▸ Texto extraído
◆ ◆ ◆ ◆ ◆ ◆ ◆

Enrique Díez-Canedo fue de los primeros en dar noticia, a comienzos de 1918, de la llegada a nuestro país de «una dama incierta y misteriosa que tiene por nombre modernidad». Con su habitual intuición para lo nuevo, con su estilo tan cuidado y a lo NRF, nadie mejor que él para detectar la seducción que aquella dama ejercía sobre los escritores más jóvenes, para contemplar tales devaneos con irónica indulgencia y para reconocer -allí donde los hubiera- los aciertos. Ya podían haber seguido su ejemplo nuestros historiadores de la literatura. Cuando se trata del ultraísmo, de nuestros primitivos de la vanguardia, los más despachan el tema de manera displicente: «No dejó apenas nada detrás del ruido», «tenía escasa consistencia ideológica y estética». Sin duda, cuesta cierto trabajo seguirle el curso retórico a un Guillermo de Torre: «He contemplado ávidamente, en un eufórico espasmo visual, un hermoso panorama porvenirista», etcétera. Pero esta retórica que Cansinos Assens ridiculiza en El movimiento VP y que también encontramos en Marinetti o en el peor Maiakovski, no es toda la tendencia. No hay que «correr tupidos velos», sino saber leer al mismo tiempo, en un mismo contorno, el nacimiento de una escritura, otra: Larrea, Borges, Lasso de la Vega, Foix. Y ello sólo es posible trabajando a partir de tal contorno, descorriendo interesados velos, desempolvando las principales revistas. Id a decirle a un italiano culto que no merece la «pena» reeditar y releer Lacerba, o a un inglés que mejor olvidar Vortex y Blast, o a un portugués que Orpheu o Portugal futurista no fueron más que pecados de juventud de Pessoa.

◆ ◆ ◆ ◆ ◆ ◆ ◆

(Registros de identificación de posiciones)
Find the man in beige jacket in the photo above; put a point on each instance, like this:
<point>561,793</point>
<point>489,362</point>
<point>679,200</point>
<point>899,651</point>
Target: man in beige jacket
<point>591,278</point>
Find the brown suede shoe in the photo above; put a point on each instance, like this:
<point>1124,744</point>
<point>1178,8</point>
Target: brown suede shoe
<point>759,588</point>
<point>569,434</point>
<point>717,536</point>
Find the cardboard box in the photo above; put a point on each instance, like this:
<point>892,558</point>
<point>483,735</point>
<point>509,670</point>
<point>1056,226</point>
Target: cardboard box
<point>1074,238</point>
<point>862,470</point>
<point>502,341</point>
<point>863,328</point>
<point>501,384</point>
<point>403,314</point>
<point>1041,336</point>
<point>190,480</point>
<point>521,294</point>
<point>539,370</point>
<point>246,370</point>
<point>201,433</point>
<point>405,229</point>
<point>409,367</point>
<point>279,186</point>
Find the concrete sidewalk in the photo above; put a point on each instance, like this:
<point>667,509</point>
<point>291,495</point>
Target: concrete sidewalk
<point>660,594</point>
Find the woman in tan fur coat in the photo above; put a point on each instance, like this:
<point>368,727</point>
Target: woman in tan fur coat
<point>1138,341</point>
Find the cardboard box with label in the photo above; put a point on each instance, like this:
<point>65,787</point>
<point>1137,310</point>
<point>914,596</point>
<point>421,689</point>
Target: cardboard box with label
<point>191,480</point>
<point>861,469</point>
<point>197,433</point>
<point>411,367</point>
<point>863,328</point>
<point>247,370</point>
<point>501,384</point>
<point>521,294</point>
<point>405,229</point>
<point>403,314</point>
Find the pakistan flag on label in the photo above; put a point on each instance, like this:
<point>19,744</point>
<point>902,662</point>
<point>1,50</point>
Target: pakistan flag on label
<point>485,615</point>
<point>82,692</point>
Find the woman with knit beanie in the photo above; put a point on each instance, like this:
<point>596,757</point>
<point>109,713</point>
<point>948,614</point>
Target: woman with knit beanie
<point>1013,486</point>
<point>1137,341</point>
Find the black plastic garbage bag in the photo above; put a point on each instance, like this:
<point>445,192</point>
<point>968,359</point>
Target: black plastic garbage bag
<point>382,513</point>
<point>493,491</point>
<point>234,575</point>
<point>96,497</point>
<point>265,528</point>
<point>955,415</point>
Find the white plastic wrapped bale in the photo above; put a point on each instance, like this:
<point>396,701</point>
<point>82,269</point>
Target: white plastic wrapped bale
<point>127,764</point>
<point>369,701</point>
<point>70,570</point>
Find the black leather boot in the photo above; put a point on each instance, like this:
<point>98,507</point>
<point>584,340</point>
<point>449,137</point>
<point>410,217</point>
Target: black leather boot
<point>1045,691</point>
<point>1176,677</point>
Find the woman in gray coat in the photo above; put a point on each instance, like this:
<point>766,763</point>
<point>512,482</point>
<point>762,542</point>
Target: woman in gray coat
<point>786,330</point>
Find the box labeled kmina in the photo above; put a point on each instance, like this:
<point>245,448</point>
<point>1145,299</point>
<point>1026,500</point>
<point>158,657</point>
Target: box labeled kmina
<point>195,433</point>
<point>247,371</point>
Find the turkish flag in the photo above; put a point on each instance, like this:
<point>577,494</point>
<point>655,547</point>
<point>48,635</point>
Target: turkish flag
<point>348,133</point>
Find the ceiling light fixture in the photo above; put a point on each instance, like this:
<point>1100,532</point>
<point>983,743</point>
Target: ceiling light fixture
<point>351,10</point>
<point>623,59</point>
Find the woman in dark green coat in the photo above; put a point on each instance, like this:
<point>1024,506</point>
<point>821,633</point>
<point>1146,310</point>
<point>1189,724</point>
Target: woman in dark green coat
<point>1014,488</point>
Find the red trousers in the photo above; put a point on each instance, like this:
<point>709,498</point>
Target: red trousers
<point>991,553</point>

◆ ◆ ◆ ◆ ◆ ◆ ◆

▸ Tareas a realizar
a) Según el fragmento sobre el ultraísmo, ¿cuándo dio Enrique Díez-Canedo noticia de la llegada de «una dama incierta y misteriosa»?
b) Retoma el fragmento sobre el ultraísmo y continúalo a partir de su última oración.

▸ Las respuestas
a) A comienzos de 1918.

b)
La poesía cubista

En Cataluña, el noucentisme había supuesto toda una escuela de depuración formal. Carner, Riba, Xènius mismo, representan una relativa modernidad. Como una tradición de lo nuevo, un espíritu constructivo que en las experiencias más radicales seguirá actuando. Sólo así puede explicarse el derrèglement raisonné de Foix, su rigor y su misterio, sus aguas claras y su violencia en orden. Mucho más brusco será, en cambio, el proceso en otros lugares del país. Por mucho que existan puentes (Juan Ramón, Gómez de la Serna, Moreno Villa, el mismo Díez-Canedo como crítico), es mayor el peso muerto de tendencias ya superadas en Barcelona, y especialmente del modernismo a lo Rubén.Lo decisivo serán las revistas extranjeras recibidas, las traducciones, los viajes. Lacerba, SIC, Nord-Sud, y luego Litterature marcan la pauta. Los libros de Apollinaire y Marinetti son santa palabra. Incluso llega a existir una hoy olvidada «revista franco-catalana», L`Instant, animada por Joan Pérez Jorba, y en la que colaboran Apollinaire y el joven Miró. Ramón Gómez de la Serna traduce muy pronto los manifiestos de Marinetti. Todas las revistas publicarán la nueva literatura: Dermée, Jules Romains, Folgore, Pierre Albert-Birot, Reverdy, Picabia, Max Jacob, y también los futuros surrealistas: Aragón, Bretón, Soupault y Eluard.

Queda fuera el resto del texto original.